> **Goal of the exercise**
Repeat every entry word for word. Images do not belong in the copy.

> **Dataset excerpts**
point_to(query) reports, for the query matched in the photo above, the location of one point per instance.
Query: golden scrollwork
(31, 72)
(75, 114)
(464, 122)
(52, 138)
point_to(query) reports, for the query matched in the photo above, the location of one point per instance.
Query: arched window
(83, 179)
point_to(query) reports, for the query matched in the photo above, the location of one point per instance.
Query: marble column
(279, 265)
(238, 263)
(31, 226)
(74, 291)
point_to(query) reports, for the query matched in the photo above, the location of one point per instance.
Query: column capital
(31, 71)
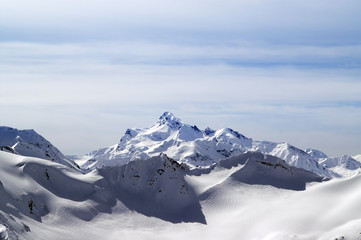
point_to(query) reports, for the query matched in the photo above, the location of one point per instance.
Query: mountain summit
(188, 144)
(169, 119)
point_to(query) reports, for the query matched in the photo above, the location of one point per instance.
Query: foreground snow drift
(44, 200)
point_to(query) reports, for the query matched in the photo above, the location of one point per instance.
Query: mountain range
(176, 181)
(201, 148)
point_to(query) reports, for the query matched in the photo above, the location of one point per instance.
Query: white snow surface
(187, 143)
(357, 157)
(236, 198)
(30, 143)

> **Written reply**
point_to(query) reports, for the query matched in the photo above, the location of one point per instance.
Query: golden scrollwork
(31, 72)
(75, 114)
(464, 122)
(52, 138)
point_to(query) reports, for the query matched in the photo above, the location of one point per instance.
Query: arched window
(83, 179)
point_to(query) reports, for the query matched in the photo above, the location of one point per instance.
Query: marble column
(279, 265)
(238, 263)
(31, 226)
(74, 291)
point_to(query) reports, for the query matched in the photo above, the location of one point per instance.
Query: column capital
(31, 71)
point_to(query) reports, for the query matched in the photo above, the location of one point per instance.
Query: mountain summit
(188, 144)
(169, 119)
point_to(query) reports, for the query matched in the photo above, the location of one point per instance.
Query: foreground snow drift
(44, 200)
point_to(query) reports, for the query matched in the photo above, the location of one point per instance.
Query: mountain range
(176, 181)
(201, 148)
point_to(query) reports, for the query matched in the photo above, the location of one point per instance.
Query: white snow surface
(187, 143)
(357, 157)
(236, 198)
(30, 143)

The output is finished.